## SUPPLIED PASSAGE
● ● ● ● ●
Speed and resiliency: two sides of the same coin

Shikha Srivastava
IBM Cloud
Published in
11 min readMay 7, 2021

Speed and innovation are crucial to the success of any business. Being able to quickly innovate, test, validate, and rapidly release is key for businesses to stay ahead of their competition. At the same time, it is important to ensure that business-critical services have inbuilt resiliency, performance, and scalability.

Speed and resiliency are two sides of the same coin: Customer confidence in the business. To achieve this confidence, the mission critical services should be built on cloud native principles in combination with site reliability engineering (SRE) principles.

The goals of this post are to examine:

  • What is cloud native and how it ties to SRE
  • What is SRE and how SRE practices can be part of the development lifecycle
  • How to measure SRE
  • SRE organization, and how to measure its effectiveness
  • What does SRE have to do with AI and ML

The following diagram shows how adopting cloud native leads to SRE efficiency and earning customer confidence. Let’s dive into the flow.
● ● ● ● ●
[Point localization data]
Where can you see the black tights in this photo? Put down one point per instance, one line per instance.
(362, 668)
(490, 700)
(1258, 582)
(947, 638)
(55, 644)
● ● ● ● ●
## REQUIREMENT
Reproduce the passage from the speed and resiliency article above, starting with "Shikha Srivastava" and going on through "performance, and scalability.".

## WRITTEN REPLY
Shikha Srivastava
IBM Cloud
Published in
11 min readMay 7, 2021

Speed and innovation are crucial to the success of any business. Being able to quickly innovate, test, validate, and rapidly release is key for businesses to stay ahead of their competition. At the same time, it is important to ensure that business-critical services have inbuilt resiliency, performance, and scalability.